**SOURCE PASSAGE:**
Rigell and Democrats Agree on One Thing
Here’s one thing the House’s Democratic leaders and one rank-and-file Republican can agree on: the August recess should be canceled.
On Monday, the press shop of the chamber’s Democratic leadership blasted out an email to reporters calling on Speaker John A. Boehner, R-Ohio, to cancel recess — because Republicans brought it upon themselves.
“This week marks the last days — four working days to be exact — before the GOP-led House will skip town for five weeks leaving behind a mountain of unfinished business and unresolved issues with pressing deadlines,” reads the email. “Speaker Boehner, enough is enough. It is time to lead by example — cancel recess and come to the table. Democrats are ready to find solutions for the American people.”
Just last week, Rep. Scott Rigell, R-Va., said he’d ask leadership to call off the annual five-week break so that Congress can work on spending bills.

[Object detection data]

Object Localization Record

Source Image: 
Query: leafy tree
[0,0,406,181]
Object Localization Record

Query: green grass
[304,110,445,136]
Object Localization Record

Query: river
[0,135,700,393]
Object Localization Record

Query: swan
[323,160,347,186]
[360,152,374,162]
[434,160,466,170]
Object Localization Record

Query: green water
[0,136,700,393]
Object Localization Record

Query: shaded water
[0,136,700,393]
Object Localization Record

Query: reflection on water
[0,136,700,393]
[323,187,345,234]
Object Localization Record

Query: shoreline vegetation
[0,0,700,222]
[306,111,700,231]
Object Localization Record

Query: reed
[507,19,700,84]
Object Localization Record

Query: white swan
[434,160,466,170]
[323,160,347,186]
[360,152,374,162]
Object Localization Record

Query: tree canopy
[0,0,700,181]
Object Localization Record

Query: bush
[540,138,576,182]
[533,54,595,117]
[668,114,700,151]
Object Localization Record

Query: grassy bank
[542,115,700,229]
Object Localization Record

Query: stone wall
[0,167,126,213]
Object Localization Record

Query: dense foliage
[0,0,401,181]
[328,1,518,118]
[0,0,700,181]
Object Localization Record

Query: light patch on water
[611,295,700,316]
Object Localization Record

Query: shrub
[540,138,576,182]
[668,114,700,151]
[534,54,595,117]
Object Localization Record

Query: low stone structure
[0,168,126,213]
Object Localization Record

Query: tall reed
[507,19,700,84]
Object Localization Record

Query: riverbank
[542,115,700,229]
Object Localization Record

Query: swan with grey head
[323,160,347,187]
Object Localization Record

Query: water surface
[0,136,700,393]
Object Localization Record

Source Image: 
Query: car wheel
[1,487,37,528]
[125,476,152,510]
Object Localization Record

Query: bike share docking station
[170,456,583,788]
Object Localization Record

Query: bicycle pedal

**WHAT IS EXPECTED:**
Please give the part of the passage about the August recess starting with "Rigell and Democrats" and going on through "it upon themselves.", updated so that "press shop" reads "communications office". These rows are separate material, unrelated to the passage about the August recess.

**FINISHED TASK:**
Rigell and Democrats Agree on One Thing
Here’s one thing the House’s Democratic leaders and one rank-and-file Republican can agree on: the August recess should be canceled.
On Monday, the communications office of the chamber’s Democratic leadership blasted out an email to reporters calling on Speaker John A. Boehner, R-Ohio, to cancel recess — because Republicans brought it upon themselves.